Copy out all of the material, matching it word for word.

* * *

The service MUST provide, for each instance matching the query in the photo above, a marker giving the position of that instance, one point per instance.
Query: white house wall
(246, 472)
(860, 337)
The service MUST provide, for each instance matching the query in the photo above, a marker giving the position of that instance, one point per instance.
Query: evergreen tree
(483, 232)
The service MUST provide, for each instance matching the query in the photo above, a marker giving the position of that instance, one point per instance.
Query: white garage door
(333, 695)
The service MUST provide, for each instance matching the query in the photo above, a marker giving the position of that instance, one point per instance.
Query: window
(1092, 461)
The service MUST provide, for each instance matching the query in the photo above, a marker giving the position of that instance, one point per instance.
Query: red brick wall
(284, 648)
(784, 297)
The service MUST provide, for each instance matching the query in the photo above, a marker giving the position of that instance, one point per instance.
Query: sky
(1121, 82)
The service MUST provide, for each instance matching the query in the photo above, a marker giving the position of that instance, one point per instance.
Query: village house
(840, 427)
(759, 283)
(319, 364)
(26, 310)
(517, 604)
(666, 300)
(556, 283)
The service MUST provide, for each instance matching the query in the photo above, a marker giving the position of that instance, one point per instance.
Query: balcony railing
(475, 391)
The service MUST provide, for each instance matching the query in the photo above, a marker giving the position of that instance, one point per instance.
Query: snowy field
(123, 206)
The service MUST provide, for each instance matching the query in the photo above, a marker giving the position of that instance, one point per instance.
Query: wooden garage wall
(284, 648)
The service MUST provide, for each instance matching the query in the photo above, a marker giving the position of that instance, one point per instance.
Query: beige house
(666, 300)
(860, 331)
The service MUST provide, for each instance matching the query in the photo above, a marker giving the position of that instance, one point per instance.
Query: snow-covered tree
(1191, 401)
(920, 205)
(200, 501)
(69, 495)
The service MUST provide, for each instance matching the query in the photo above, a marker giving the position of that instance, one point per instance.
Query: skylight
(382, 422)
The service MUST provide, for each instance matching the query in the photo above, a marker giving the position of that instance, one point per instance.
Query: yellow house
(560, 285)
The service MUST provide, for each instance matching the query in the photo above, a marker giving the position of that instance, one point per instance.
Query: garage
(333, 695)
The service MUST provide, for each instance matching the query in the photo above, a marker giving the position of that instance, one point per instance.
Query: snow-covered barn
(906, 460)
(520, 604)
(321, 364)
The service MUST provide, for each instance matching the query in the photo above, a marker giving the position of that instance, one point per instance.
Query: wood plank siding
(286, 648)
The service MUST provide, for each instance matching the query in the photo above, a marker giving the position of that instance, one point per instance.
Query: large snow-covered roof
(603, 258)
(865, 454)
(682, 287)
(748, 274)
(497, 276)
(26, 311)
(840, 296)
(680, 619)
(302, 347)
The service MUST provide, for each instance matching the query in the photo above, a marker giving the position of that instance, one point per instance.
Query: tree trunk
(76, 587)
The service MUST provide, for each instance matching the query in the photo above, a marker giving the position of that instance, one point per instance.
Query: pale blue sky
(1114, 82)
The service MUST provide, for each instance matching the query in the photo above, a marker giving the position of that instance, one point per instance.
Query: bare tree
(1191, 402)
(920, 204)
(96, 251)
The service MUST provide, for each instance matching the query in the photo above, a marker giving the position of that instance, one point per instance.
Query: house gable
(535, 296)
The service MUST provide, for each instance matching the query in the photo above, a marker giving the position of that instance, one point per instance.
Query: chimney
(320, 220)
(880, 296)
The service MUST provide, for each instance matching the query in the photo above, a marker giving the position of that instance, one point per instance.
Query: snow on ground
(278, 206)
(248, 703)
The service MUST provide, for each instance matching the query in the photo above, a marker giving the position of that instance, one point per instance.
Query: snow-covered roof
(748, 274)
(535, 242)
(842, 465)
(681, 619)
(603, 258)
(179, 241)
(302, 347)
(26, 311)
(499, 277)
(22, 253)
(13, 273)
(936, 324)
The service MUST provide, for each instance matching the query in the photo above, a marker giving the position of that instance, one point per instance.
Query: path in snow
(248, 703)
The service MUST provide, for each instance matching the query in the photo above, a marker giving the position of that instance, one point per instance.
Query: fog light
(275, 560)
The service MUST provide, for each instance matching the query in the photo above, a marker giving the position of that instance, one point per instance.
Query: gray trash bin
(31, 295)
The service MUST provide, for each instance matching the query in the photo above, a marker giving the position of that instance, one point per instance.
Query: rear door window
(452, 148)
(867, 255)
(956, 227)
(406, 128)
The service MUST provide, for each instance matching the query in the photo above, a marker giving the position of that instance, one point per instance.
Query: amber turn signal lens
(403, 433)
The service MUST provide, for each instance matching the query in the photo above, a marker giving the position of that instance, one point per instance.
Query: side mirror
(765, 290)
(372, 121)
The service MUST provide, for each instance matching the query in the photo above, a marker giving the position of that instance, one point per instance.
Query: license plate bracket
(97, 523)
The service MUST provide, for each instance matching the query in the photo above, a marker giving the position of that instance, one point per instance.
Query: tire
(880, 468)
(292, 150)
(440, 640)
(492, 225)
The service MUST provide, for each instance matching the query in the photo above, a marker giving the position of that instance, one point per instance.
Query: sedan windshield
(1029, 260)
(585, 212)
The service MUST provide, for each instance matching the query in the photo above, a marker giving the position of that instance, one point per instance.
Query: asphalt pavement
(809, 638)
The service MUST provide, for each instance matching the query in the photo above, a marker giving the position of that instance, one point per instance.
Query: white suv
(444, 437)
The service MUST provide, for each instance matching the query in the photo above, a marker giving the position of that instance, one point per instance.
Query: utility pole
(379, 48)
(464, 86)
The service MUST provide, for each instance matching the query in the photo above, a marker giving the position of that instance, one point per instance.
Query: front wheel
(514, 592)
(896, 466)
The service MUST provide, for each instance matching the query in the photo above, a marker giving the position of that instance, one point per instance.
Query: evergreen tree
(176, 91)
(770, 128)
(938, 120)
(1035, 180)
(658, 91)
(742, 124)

* * *

## [Result of this task]
The service MUST provide, for each instance matching the query in the photo above, a marker giving the position of that instance, one point per instance.
Query: white house wall
(246, 472)
(860, 337)
The service MUST provide, for each instance matching the query in the photo above, a marker giving the position of that instance, one point per instance.
Query: evergreen tree
(483, 232)
The service MUST provide, for each instance matching the query in the photo above, a marker giving the position of that instance, one point per instance.
Query: white garage door
(333, 695)
The service MUST provide, for each instance matching the query in the photo above, a marker giving the position of that instance, one point per instance.
Query: window
(1092, 461)
The service MUST provide, for each instance matching the query in the photo above, a marker giving the position of that instance, one point per instance.
Query: red brick wall
(284, 648)
(784, 297)
The service MUST provide, for each instance matching the query in the photo above, a marker giving the position of that instance, one point per instance.
Query: sky
(1121, 82)
The service MUST provide, for each instance matching the query in the photo above, a marker giving the position of that instance, one point per instance.
Query: village house
(840, 427)
(759, 283)
(319, 364)
(26, 310)
(517, 604)
(666, 300)
(556, 283)
The service MUST provide, for each instance matching the query in the photo above, a marker giving the position of that instance, one point per instance.
Query: balcony railing
(475, 391)
The service MUST provide, for each instance matching the query in the photo above, a marker giving the position of that instance, one point per instance.
Query: snowy field
(123, 206)
The service MUST provide, for each instance matching the query in the photo above, a marker giving the position of that instance, one point per instance.
Query: wooden garage wall
(284, 648)
The service MUST provide, for each instance matching the query in the photo above, a marker giving the position of that instance, one point per instance.
Query: beige house
(666, 300)
(860, 331)
The service MUST provide, for each instance matching the query in the photo above, a marker giving the position of that instance, one point per instance.
Query: snow-covered tree
(1191, 401)
(920, 205)
(200, 501)
(69, 495)
The service MUST provide, for each instance matching the query in the photo above, a marker giving the position of that instance, one point per instance.
Query: skylight
(382, 422)
The service MUST provide, for each instance matching the query in the photo above, a marker giving the position of that instance, one point per instance.
Query: yellow house
(560, 285)
The service MUST provide, for each instance matching the query in the photo above, a marker giving the position of that instance, one point per instance.
Query: garage
(333, 695)
The service MUST provide, for each instance matching the query in the photo above, a marker giving the position of that instance, one point per instance.
Query: snow-covered barn
(906, 460)
(520, 604)
(321, 364)
The service MUST provide, for each instance matching the query in the photo above, a marker giving the position of that instance, one point per instance.
Query: wood plank siding
(286, 648)
The service MUST provide, for each instance matching the query in the photo above, a marker giving the position of that instance, one point per instance.
Query: large snow-covered roof
(603, 258)
(865, 454)
(682, 287)
(748, 274)
(497, 276)
(26, 311)
(840, 296)
(680, 619)
(302, 347)
The service MUST provide, for each instance matching the query in the photo above, a marker giving the position of that instance, one point per instance.
Query: tree trunk
(76, 587)
The service MUST provide, for each instance matching the query in the photo above, a marker giving the position of that instance, one point per instance.
Query: pale blue sky
(1114, 82)
The service MUST provide, for each instance matching the query in the photo above, a marker giving the position of that instance, one point per instance.
Query: bare tree
(1191, 402)
(920, 204)
(96, 251)
The service MUST provide, for each instance matching the query in the photo above, a marker giving the position of that instance, one point per instance.
Query: house gable
(535, 296)
The service MUST provide, for each instance matching the query in the photo above, a marker giving the position of that instance, one point per instance.
Query: chimney
(320, 220)
(880, 296)
The service MUST provide, for each instance matching the query in the photo above, a marker giving the position of that instance, one point per instance.
Query: snow on ground
(278, 206)
(248, 703)
The service MUST provide, for each instance matching the query in the photo above, a marker giving the position of that instance, one point per instance.
Query: snow-covered roof
(748, 274)
(535, 242)
(842, 465)
(681, 619)
(603, 258)
(179, 241)
(302, 347)
(26, 311)
(499, 277)
(22, 253)
(13, 273)
(936, 324)
The service MUST provide, for each instance matching the query in the photo above, a marker giving the position of that instance, one point per instance.
Query: path in snow
(248, 703)
The service MUST provide, for each instance matching the query in the photo above, a marker giving the position of that instance, one point per instance.
Query: fog light
(275, 560)
The service MUST provide, for each instance matching the query in the photo above, a marker giving the position of that instance, one point per instance.
Query: gray trash bin
(31, 295)
The service MUST provide, for each instance matching the query in the photo above, a marker giving the position of that instance, one point per instance.
Query: rear door window
(452, 148)
(867, 255)
(956, 227)
(406, 128)
The service MUST provide, for each instance matching the query in the photo above, a marker giving the position of that instance, one point per instance.
Query: amber turn signal lens
(403, 433)
The service MUST provide, for each instance matching the query in the photo above, a marker giving the position of that instance, one point per instance.
Query: side mirror
(765, 290)
(372, 121)
The service MUST provide, for each instance matching the query in the photo above, a marker giving the position of that instance, one point per instance.
Query: license plate bracket
(97, 523)
The service MUST provide, for each instance matching the query in the photo above, a marker giving the position of that instance, one point per instance.
Query: tire
(880, 468)
(292, 150)
(440, 640)
(492, 225)
The service MUST provide, for each instance matching the query in the photo above, a marker giving the position of that instance, one point per instance.
Query: sedan windshield
(1029, 260)
(585, 212)
The service MUST provide, for each instance matching the query in the photo above, a marker giving the position of that instance, one point per instance.
Query: asphalt pavement
(809, 638)
The service MUST provide, for each instance matching the query in the photo above, a marker giving the position of that instance, one point per instance.
Query: white suv
(444, 437)
The service MUST provide, for each instance matching the query in the photo above, a marker giving the position of that instance, one point per instance.
Query: utility pole
(379, 48)
(464, 86)
The service MUST provide, for each instance matching the query in the photo above, a marker giving the position of that instance, one point per instance.
Query: front wheel
(514, 592)
(896, 466)
The service MUST provide, for each instance matching the query in the photo above, a marker giving the position of that instance, one point per instance.
Query: evergreen tree
(176, 91)
(770, 128)
(938, 120)
(1035, 180)
(658, 91)
(742, 124)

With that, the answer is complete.